Ben Vanheems on Tuesday 11 June 2019
""Carrots don’t normally need additional feeding". Additional? There were no feeding recommendations preceding that phrase....does the seed provide food until maturity? The only consistent advice I've seen is to avoid manure and too much nitrogen. Should I feed my carrots and if so, how? Thanks. (ps. raised bed, bagged compost, worm castings, vermiculite)"
Bob S on Sunday 29 March 2020
"Hi Bob. By 'no additional feeding' what we mean is that any previously enriched bed (i.e. soil that was enriched with, for example, compost for a previous crop) would be fine for growing carrots. There will be residual fertility in the soil so carrots do not need extra fertilizer added to help them grow."
Ben Vanheems on Monday 30 March 2020
"I've had such a hard time growing carrots the last four years. Something keeps nibbling the tops off when they get about 1-2 inches tall- whatever it is leaves the lettuce and radishes I grow nearby. The only carrots I've harvested are ones that we scattered in random places, hiding between other crops, like my raspberry bed! I'm trying again this year. "
JA on Sunday 19 April 2020
"That's a big nuisance JA. Better luck with them this year!"
Ben Vanheems on Monday 20 April 2020
"“What are brand is the soil and seeds that you use to grow carrots?”"
Harrison on Thursday 21 September 2023
"I grow a range of carrots. For early varieties, to sow right at the start of the growing season, something like 'Early Nantes' works well. And I like 'Autumn King' as a good, reliable main crop carrot to give roots that sit through most of the winter."
○ ○ ○
- _WRITTEN EXERCISE 1_:
Which lines of the records contain the string "stone"? Find each one and copy it, treating uppercase and lowercase as different.
The carrot comments and the records come from unrelated sources.

[Object pointing data rows]
○ ○ ○
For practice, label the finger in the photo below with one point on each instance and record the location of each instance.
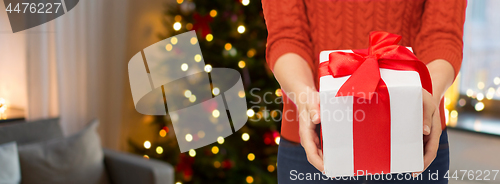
(313, 153)
(429, 109)
(314, 114)
(432, 145)
(314, 110)
(310, 141)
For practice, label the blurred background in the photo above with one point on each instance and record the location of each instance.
(75, 68)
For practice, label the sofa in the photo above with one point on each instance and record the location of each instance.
(121, 168)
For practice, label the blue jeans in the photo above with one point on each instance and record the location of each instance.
(293, 168)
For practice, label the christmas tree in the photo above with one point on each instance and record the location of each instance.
(231, 34)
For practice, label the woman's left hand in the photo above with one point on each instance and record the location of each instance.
(432, 127)
(442, 76)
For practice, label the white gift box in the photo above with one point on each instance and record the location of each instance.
(406, 145)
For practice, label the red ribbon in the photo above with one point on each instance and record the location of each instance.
(371, 135)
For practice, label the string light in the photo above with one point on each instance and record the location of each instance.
(480, 85)
(454, 114)
(215, 149)
(216, 91)
(251, 156)
(215, 113)
(249, 179)
(490, 94)
(213, 13)
(469, 92)
(189, 137)
(193, 40)
(159, 150)
(250, 113)
(192, 152)
(216, 164)
(168, 47)
(209, 37)
(251, 53)
(184, 67)
(177, 18)
(496, 80)
(208, 68)
(241, 94)
(163, 133)
(173, 40)
(228, 46)
(197, 58)
(201, 134)
(220, 140)
(147, 144)
(187, 93)
(462, 102)
(192, 98)
(177, 26)
(245, 2)
(479, 106)
(245, 136)
(278, 92)
(189, 26)
(241, 64)
(270, 168)
(480, 96)
(241, 29)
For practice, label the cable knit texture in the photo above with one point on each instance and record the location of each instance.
(433, 28)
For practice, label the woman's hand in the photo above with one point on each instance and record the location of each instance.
(432, 127)
(309, 117)
(442, 76)
(296, 79)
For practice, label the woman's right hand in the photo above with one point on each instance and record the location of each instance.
(296, 78)
(309, 118)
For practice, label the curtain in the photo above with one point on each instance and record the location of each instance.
(75, 68)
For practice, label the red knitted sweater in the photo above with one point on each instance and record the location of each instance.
(433, 28)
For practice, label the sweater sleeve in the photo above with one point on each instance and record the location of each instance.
(288, 30)
(441, 32)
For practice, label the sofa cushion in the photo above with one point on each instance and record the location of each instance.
(9, 164)
(77, 159)
(29, 132)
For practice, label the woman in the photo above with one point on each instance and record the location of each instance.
(300, 29)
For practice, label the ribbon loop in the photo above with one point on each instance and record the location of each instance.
(383, 52)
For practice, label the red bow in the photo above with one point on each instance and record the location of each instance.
(363, 67)
(202, 24)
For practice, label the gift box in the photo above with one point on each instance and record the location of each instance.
(371, 108)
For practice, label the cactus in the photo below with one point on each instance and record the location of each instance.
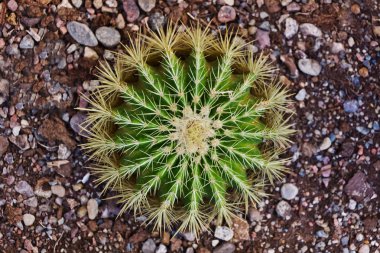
(186, 127)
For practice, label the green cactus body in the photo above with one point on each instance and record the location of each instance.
(186, 127)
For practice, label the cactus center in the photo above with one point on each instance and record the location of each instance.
(192, 132)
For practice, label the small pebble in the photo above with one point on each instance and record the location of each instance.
(308, 29)
(147, 5)
(223, 233)
(226, 14)
(309, 66)
(92, 209)
(291, 28)
(364, 248)
(82, 34)
(301, 95)
(326, 143)
(283, 209)
(289, 191)
(28, 219)
(363, 72)
(351, 106)
(27, 42)
(108, 36)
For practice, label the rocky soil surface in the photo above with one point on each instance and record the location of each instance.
(327, 53)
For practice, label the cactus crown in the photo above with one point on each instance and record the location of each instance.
(187, 126)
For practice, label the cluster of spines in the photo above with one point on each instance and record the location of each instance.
(132, 111)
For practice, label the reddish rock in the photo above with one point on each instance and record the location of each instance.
(138, 237)
(54, 130)
(273, 6)
(226, 14)
(4, 143)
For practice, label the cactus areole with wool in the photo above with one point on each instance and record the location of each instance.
(186, 127)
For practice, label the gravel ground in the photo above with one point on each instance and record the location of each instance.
(328, 54)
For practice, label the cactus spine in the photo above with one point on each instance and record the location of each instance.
(187, 127)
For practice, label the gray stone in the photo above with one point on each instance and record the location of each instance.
(92, 209)
(82, 34)
(254, 215)
(358, 187)
(308, 29)
(27, 42)
(301, 95)
(283, 209)
(291, 28)
(131, 9)
(4, 90)
(326, 143)
(309, 66)
(24, 188)
(156, 21)
(289, 191)
(108, 36)
(225, 248)
(149, 246)
(147, 5)
(351, 106)
(223, 233)
(20, 141)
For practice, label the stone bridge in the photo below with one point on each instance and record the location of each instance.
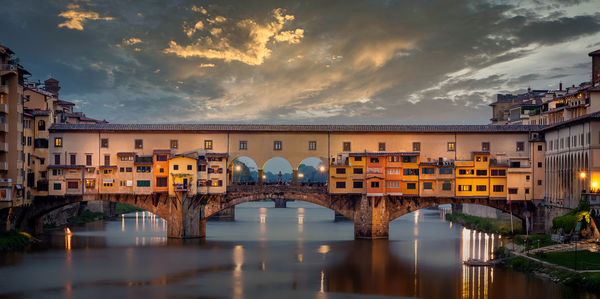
(186, 214)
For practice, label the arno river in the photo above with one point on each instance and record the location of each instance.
(298, 252)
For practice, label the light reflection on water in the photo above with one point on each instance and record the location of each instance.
(271, 253)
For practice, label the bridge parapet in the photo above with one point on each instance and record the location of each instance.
(276, 189)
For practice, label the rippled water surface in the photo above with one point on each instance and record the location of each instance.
(297, 252)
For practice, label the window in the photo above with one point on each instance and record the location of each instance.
(409, 159)
(144, 168)
(393, 184)
(451, 146)
(485, 146)
(466, 172)
(416, 146)
(446, 170)
(410, 171)
(465, 188)
(144, 183)
(447, 186)
(520, 146)
(394, 170)
(90, 183)
(161, 181)
(428, 170)
(347, 147)
(498, 172)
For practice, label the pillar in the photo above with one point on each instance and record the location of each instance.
(280, 203)
(294, 176)
(371, 220)
(185, 220)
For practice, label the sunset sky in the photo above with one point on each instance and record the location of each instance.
(404, 62)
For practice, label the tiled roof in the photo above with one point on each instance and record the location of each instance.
(106, 127)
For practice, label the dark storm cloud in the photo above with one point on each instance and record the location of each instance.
(288, 61)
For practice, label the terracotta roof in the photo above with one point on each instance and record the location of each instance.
(126, 153)
(382, 154)
(161, 151)
(104, 127)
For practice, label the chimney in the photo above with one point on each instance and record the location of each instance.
(51, 85)
(595, 66)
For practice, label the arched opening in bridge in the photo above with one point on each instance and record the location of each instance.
(312, 170)
(243, 171)
(277, 170)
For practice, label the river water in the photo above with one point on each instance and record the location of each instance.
(297, 252)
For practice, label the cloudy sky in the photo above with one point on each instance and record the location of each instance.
(283, 61)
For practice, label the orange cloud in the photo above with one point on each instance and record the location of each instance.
(76, 17)
(252, 51)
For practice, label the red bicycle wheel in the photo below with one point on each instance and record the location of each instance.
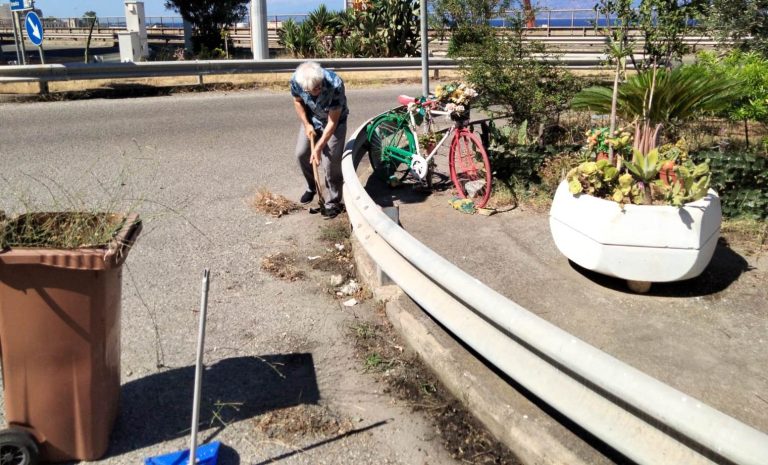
○ ○ ○
- _WRITTEN EXERCISE 2_:
Output the carrot comments again in full, word for word.

- _PROBLEM SOLUTION 1_:
For practice, label the gray stone in the photo above with one point on each instance and record the location of each instance.
For practice, label the stone bridge in the photo below with one point on each instance and record the location of each instance.

- _PROBLEM SOLUTION 2_:
Ben Vanheems on Tuesday 11 June 2019
""Carrots don’t normally need additional feeding". Additional? There were no feeding recommendations preceding that phrase....does the seed provide food until maturity? The only consistent advice I've seen is to avoid manure and too much nitrogen. Should I feed my carrots and if so, how? Thanks. (ps. raised bed, bagged compost, worm castings, vermiculite)"
Bob S on Sunday 29 March 2020
"Hi Bob. By 'no additional feeding' what we mean is that any previously enriched bed (i.e. soil that was enriched with, for example, compost for a previous crop) would be fine for growing carrots. There will be residual fertility in the soil so carrots do not need extra fertilizer added to help them grow."
Ben Vanheems on Monday 30 March 2020
"I've had such a hard time growing carrots the last four years. Something keeps nibbling the tops off when they get about 1-2 inches tall- whatever it is leaves the lettuce and radishes I grow nearby. The only carrots I've harvested are ones that we scattered in random places, hiding between other crops, like my raspberry bed! I'm trying again this year. "
JA on Sunday 19 April 2020
"That's a big nuisance JA. Better luck with them this year!"
Ben Vanheems on Monday 20 April 2020
"“What are brand is the soil and seeds that you use to grow carrots?”"
Harrison on Thursday 21 September 2023
"I grow a range of carrots. For early varieties, to sow right at the start of the growing season, something like 'Early Nantes' works well. And I like 'Autumn King' as a good, reliable main crop carrot to give roots that sit through most of the winter."